What you are asked to do: Reproduce all the data exactly, without pictures.

[Annotated photo localization data]
++++++++

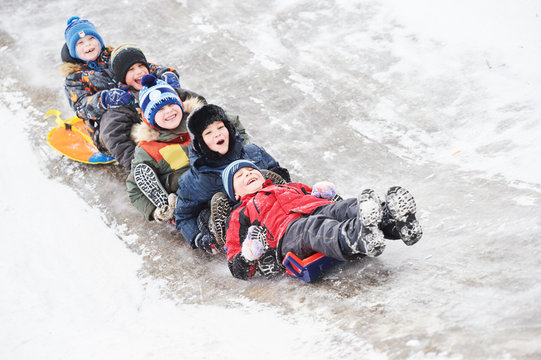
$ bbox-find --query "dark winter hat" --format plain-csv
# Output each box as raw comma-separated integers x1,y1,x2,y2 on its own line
139,74,183,130
186,104,236,157
222,160,263,201
111,43,149,84
64,16,104,60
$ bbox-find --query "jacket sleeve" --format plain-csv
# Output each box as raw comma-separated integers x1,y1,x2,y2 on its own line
225,205,257,279
126,148,158,221
228,114,250,144
64,72,107,121
174,172,209,247
100,106,139,170
149,63,179,80
261,149,291,181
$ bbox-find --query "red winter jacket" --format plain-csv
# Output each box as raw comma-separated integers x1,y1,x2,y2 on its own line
225,180,332,279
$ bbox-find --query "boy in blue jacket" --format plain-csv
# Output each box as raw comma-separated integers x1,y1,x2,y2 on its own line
174,104,290,253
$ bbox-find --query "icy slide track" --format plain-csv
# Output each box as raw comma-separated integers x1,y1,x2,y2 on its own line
1,0,540,359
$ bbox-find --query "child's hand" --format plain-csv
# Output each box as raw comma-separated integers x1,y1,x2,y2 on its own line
194,233,220,255
311,181,336,200
161,72,181,88
241,225,265,261
101,89,133,108
152,193,177,223
153,204,174,223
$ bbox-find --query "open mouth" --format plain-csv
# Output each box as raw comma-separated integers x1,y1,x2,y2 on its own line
165,113,177,121
85,47,96,54
216,139,225,145
247,177,258,185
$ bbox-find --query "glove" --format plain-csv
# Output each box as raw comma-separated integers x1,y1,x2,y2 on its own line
161,71,180,88
311,181,336,200
194,232,220,255
153,193,177,223
241,225,265,261
101,89,133,109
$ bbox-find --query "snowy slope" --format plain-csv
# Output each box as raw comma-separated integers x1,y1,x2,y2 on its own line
1,1,540,359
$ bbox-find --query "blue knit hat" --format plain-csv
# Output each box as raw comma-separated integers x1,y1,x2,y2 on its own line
64,16,104,60
222,160,263,201
139,74,183,130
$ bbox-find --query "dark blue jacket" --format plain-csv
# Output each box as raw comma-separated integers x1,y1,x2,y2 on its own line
174,134,284,246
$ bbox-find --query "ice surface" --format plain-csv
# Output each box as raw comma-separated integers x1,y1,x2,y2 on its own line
1,1,540,359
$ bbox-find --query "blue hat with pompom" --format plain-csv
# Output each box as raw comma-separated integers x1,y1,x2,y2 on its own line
139,74,183,130
64,16,104,60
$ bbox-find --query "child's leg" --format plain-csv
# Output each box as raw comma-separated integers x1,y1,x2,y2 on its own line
281,213,351,261
281,193,385,261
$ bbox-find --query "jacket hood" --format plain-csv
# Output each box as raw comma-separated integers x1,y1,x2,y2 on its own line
59,45,114,76
131,96,205,143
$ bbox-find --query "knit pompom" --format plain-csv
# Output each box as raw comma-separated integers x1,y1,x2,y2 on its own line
141,74,158,88
67,16,80,25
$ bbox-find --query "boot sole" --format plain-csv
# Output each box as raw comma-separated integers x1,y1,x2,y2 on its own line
209,192,232,246
358,189,385,257
133,163,169,208
386,186,422,246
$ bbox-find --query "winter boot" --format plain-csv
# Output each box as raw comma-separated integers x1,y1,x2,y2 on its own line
340,189,385,258
261,169,286,185
133,163,169,207
382,186,423,246
209,192,233,246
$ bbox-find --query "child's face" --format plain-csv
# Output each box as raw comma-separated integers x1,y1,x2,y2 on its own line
202,121,229,155
125,63,149,90
154,104,183,130
233,167,265,201
75,35,101,62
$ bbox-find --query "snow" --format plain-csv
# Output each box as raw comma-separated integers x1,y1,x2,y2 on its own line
1,0,541,359
0,102,369,359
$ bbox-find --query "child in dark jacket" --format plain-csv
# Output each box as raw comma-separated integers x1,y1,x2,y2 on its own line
222,160,423,280
174,104,290,253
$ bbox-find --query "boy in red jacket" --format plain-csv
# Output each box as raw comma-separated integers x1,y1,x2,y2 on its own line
222,160,423,280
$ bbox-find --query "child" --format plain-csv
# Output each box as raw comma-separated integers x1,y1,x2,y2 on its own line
126,75,249,227
221,160,423,280
174,104,290,253
126,74,206,222
60,16,126,146
99,43,181,169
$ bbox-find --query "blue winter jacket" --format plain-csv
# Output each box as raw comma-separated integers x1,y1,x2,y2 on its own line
174,134,283,247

++++++++

Solution to this problem:
$ bbox-find --query "dark winter hat" --format plain-csv
# Output each box as raw comma-separated integers x1,y1,x2,y2 on its own line
139,74,183,130
186,104,236,157
222,160,263,201
111,43,149,84
64,16,104,60
$ bbox-find --query "jacket sleeve" --format plain-csv
# Output each box as raw comma-separated integers x1,y1,x2,y2 on its own line
225,205,257,279
126,148,158,221
228,114,250,144
64,72,107,121
174,172,209,247
100,106,139,170
149,63,179,80
261,149,291,181
$ bbox-find --query "red winter jacket" --format plain-csv
# Output each box as raw comma-separated integers x1,y1,x2,y2 on its own line
225,180,332,279
$ bbox-find --query "boy in blue jacket" --format plain-csv
# Output each box as raw comma-separated integers x1,y1,x2,y2 on its own line
174,104,290,253
$ bbox-find --query "icy slide track" --format plain-csv
# Output each box as raw comma-separated integers x1,y1,x2,y2 on its own line
1,0,540,359
$ bbox-find --query "child's hand" --format plain-csv
# Output each box as raw comma-separated integers x1,y1,x2,y2 on its own line
194,233,220,255
311,181,336,200
161,72,181,88
241,225,265,261
101,89,133,108
152,193,177,223
153,204,174,223
$ bbox-find --query "open mouth" --format plain-csv
# Output each box as raw comma-separated integers x1,y1,x2,y2 on its own line
165,113,177,121
85,47,96,54
216,139,225,145
247,177,258,185
$ bbox-find --query "glove" --format plain-csv
# Output each box as raw comma-separated integers x1,y1,x2,y2 on its own line
161,71,180,88
311,181,336,200
194,232,220,255
153,193,177,223
241,225,265,261
101,89,133,109
$ bbox-find --query "snowy slope" --format plain-csv
# Output each box as raw comma-separated integers x1,y1,x2,y2 on its own line
1,1,540,359
$ bbox-find --query "blue knit hat" --format plain-csv
# Output each box as raw comma-separated integers x1,y1,x2,y2 on its own line
64,16,104,60
222,160,263,201
139,74,183,130
$ bbox-find --query "dark blue jacket" --format plain-csv
# Output each box as raw comma-separated integers x1,y1,x2,y2 on its own line
174,134,284,246
$ bbox-find --query "ice surface" --format plain-csv
# Output each box as raw comma-separated integers x1,y1,x2,y2 on its own line
1,1,540,359
$ bbox-find --query "blue hat with pompom" --format plain-csv
# Output each box as raw comma-separated integers x1,y1,x2,y2 on its own line
139,74,183,130
64,16,104,60
$ bbox-find --query "child's leg" --format plain-csv
# Output each box as raw comma-separated integers x1,y1,x2,y2 on its own line
281,213,351,261
281,193,385,261
$ bbox-find --query "jacket hood" --format plain-csv
# Output each box as raw comma-separated integers x1,y1,x2,y2 on its own line
59,45,114,76
131,96,205,143
$ bbox-find --query "knit pompom" --format plain-csv
# Output each box as raw comma-separated integers x1,y1,x2,y2 on its own line
141,74,158,88
67,16,80,25
$ bbox-find --query "boot sole" --format plain-csv
# Output each box as raw comma-separated integers x1,y1,x2,y2 on its own line
209,192,232,246
358,189,385,257
133,163,169,208
386,186,422,246
$ bbox-find --query "winter boot" --format plain-csv
# Output each box as raw comma-separated integers x1,y1,x2,y2 on its own line
340,189,385,258
261,169,286,185
133,163,169,207
382,186,423,246
209,192,233,246
$ bbox-find --query "child's face" --format plain-csv
# Output each box as raw comma-separated integers x1,y1,x2,y2 on its own line
202,121,229,155
125,63,149,90
154,104,183,130
233,167,265,201
75,35,101,62
$ bbox-find --query "snow" --format plain-csv
# Output each box as raw comma-separated integers x1,y1,x2,y2 on its own line
1,0,541,359
0,102,369,359
$ bbox-find --query "child in dark jacket" --format plain-csv
# Output each box as raw comma-separated integers x1,y1,x2,y2 on its own line
222,160,423,280
174,104,290,253
$ bbox-find --query "boy in red jacket" --format plain-csv
# Output each box as raw comma-separated integers x1,y1,x2,y2 on its own line
222,160,423,280
$ bbox-find --query "child" --format plain-csv
# Output each box as raw comma-separated integers x1,y1,x2,y2 on its own line
126,75,249,227
221,160,423,280
174,104,290,253
126,74,206,222
60,16,126,146
99,43,181,169
$ bbox-find --query "blue winter jacket" --format plain-csv
# Output each box as raw comma-separated integers x1,y1,x2,y2 on its own line
174,134,283,247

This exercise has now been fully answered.